同時実行制御とは?
今回は、同時実行制御について解説します。
同時実行制御とは?
同時実行制御とは、複数のプログラムや処理が同時に実行された場合に、それらが互いに干渉しあわないように管理する技術のことを指します。
目的
同時実行制御は、複数のプログラムが同時に実行された場合に、それらの処理が正しく行われるようにすることを目的としています。特に、共有リソースにアクセスする場合に、データの整合性を保ち、競合状態を回避することが重要です。
手法
同時実行制御には、様々な手法があります。代表的なものに、排他制御、セマフォ、モニタ、ロックなどがあります。これらの手法を利用して、共有リソースへのアクセスを制御し、複数のプログラムが同時に実行されても、データの整合性を保ちます。
以下、それぞれの手法についてくわしく解説します。
排他制御
排他制御は、あるプロセスが共有リソースを利用している間、他のプロセスがそのリソースにアクセスできないようにする手法です。排他制御には、ハードウェアによる手法とソフトウェアによる手法があります。ハードウェアによる手法は、ハードウェア的にロックをかけたり、クリティカルセクションにアクセスできるプロセスを1つに限定したりする手法です。一方、ソフトウェアによる手法は、プログラムによって実現されます。代表的なものに、セマフォやモニタ、ロックなどがあります。
セマフォ
セマフォは、プログラムによって管理されるカウンターのことで、共有リソースのアクセスを制御するために利用されます。セマフォには、バイナリセマフォとカウントセマフォの2種類があります。バイナリセマフォは、0か1の2つの値をとるカウンターで、ロックとして利用されます。カウントセマフォは、0以上の値をとるカウンターで、複数のプロセスが同時にアクセスできるリソースの数を制御するために利用されます。

(提供データ)
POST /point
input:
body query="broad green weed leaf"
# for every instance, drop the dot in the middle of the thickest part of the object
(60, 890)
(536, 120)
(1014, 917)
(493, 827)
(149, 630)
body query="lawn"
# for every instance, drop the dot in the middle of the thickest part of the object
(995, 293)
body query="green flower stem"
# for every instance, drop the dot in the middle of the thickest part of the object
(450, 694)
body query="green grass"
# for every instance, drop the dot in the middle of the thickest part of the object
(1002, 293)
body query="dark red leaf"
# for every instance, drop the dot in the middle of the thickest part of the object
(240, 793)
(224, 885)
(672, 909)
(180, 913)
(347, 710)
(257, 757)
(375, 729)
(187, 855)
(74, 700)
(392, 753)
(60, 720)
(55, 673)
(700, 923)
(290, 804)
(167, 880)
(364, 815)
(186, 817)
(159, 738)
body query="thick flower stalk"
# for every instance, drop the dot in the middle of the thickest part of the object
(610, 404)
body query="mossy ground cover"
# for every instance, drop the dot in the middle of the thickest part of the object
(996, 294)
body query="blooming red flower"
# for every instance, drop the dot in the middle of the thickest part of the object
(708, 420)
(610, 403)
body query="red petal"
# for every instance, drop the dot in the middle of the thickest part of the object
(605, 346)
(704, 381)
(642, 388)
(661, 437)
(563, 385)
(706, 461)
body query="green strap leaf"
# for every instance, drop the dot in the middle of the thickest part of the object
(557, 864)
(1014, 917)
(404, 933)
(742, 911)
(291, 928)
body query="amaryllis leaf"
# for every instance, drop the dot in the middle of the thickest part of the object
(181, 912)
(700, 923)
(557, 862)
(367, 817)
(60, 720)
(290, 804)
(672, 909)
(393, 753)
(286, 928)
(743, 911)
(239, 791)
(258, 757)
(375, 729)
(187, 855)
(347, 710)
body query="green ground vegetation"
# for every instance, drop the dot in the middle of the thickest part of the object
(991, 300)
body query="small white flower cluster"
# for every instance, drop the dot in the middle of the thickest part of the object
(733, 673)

(解くべき課題)
本文の「以下、それぞれの手法についてくわしく解説します。」から「セマフォやモニタ、ロックなどがあります。」までを、「プロセス」を「スレッド」に置き換えて書き直してください。 これらの記録は本文とは関係がありません。

(想定解答)
以下、それぞれの手法についてくわしく解説します。
排他制御
排他制御は、あるスレッドが共有リソースを利用している間、他のスレッドがそのリソースにアクセスできないようにする手法です。排他制御には、ハードウェアによる手法とソフトウェアによる手法があります。ハードウェアによる手法は、ハードウェア的にロックをかけたり、クリティカルセクションにアクセスできるスレッドを1つに限定したりする手法です。一方、ソフトウェアによる手法は、プログラムによって実現されます。代表的なものに、セマフォやモニタ、ロックなどがあります。